## Supplied entries
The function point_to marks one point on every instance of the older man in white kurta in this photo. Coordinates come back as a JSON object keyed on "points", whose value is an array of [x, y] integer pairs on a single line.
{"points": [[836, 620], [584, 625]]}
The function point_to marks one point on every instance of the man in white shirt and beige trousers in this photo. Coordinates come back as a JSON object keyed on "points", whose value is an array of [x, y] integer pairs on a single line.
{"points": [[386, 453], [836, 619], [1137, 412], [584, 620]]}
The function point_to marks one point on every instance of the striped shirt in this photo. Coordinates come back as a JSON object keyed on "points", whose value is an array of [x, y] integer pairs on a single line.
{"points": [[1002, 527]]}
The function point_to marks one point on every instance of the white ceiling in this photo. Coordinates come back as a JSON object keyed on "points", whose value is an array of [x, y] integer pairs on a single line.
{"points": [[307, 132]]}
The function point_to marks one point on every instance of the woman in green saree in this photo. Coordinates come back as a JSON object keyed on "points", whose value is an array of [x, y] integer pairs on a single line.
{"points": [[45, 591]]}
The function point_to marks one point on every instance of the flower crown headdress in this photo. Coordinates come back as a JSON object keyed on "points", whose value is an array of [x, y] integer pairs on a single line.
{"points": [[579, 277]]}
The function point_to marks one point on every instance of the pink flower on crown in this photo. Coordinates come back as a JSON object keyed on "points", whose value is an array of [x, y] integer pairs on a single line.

## Exercise task
Transcribe the records above exactly as they appear.

## Reply to the exercise
The function point_to marks one point on every instance of the older man in white kurta in this photo. Coordinates come back as a JSON object keyed on "points", whose value is an array of [x, y] integer pairs on a single line.
{"points": [[836, 620], [584, 625]]}
The function point_to marks one point on every instance of the man in white shirt and beige trousers in this photo. Coordinates come back as a JSON object keyed on "points", whose value is an array of [x, y] integer pairs on a single line.
{"points": [[386, 453], [836, 619], [1137, 412], [584, 620]]}
The function point_to marks one point on every instance of the striped shirt in this photo. Coordinates come back as a JSON object keyed on "points", whose value is an array of [x, y] integer pairs on a single line.
{"points": [[1002, 527]]}
The function point_to marks one point on every instance of the white ceiling in this photo. Coordinates come back as a JSON object keyed on "points", whose value is an array of [x, y] integer pairs on a single line.
{"points": [[307, 132]]}
The function point_to marks one point on every instance of the woman in green saree in this photo. Coordinates come back as a JSON object keyed on "points", whose value is an array of [x, y] integer pairs on a single line.
{"points": [[45, 591]]}
The function point_to marks one point on every instance of the flower crown headdress in this photo. Coordinates come back as a JSON object keyed on "points", whose value is an array of [x, y] integer pairs on a single line.
{"points": [[579, 277]]}
The function point_to marks one point on every instance of the pink flower on crown in this photo. Coordinates come back as a JSON object keyed on "points", whose value is an array of [x, y] integer pairs on a single line.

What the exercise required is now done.